▶ **PROMPT A**:
Please reproduce every one of the records that follow the passage about New Year's resolutions, word for word.

▶ **PASSAGE TO READ**:
The history of New Year’s resolutions dates back to the ancient Babylonians some 4,000 years ago. The Babylonians held the first-ever recorded celebration of honoring the new year with a big fete (no documentation of streamers or party hats). However, they held their New Year’s festivities in mid-March, not January.
Babylonians celebrated the New Year in mid-March to coincide with the annual spring planting since it was a literal time of rebirth. Shedding bad habits and adopting more pious ones was seen as pleasing to the gods. Breaking one’s word could incur their wrath.
Emperor Julius Caesar set the date for New Year’s as January 1st. This date for his new calendar coincided with the festival of Janus, a two-faced god who looked back toward the previous year and forward into the next year. Romans would honor Janus by making sacrifices and promising good behavior for the year ahead.
That promise, or resolve, for better behavior in the new year has lasted. For centuries in Europe, the New Year marked a time for knights to renew their vows of chivalry and for Christians to promise more pious and charitable behavior.

▶ **PROMPT B**:
In the passage about New Year's resolutions, when did the Babylonians hold their New Year's festivities?

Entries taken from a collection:
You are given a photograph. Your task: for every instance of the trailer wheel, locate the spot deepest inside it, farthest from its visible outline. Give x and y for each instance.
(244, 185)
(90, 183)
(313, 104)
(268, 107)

▶ **EXERCISE RESPONSE A**:
You are given a photograph. Your task: for every instance of the trailer wheel, locate the spot deepest inside it, farthest from its visible outline. Give x and y for each instance.
(244, 185)
(90, 183)
(313, 104)
(268, 107)

▶ **EXERCISE RESPONSE B**:
In mid-March.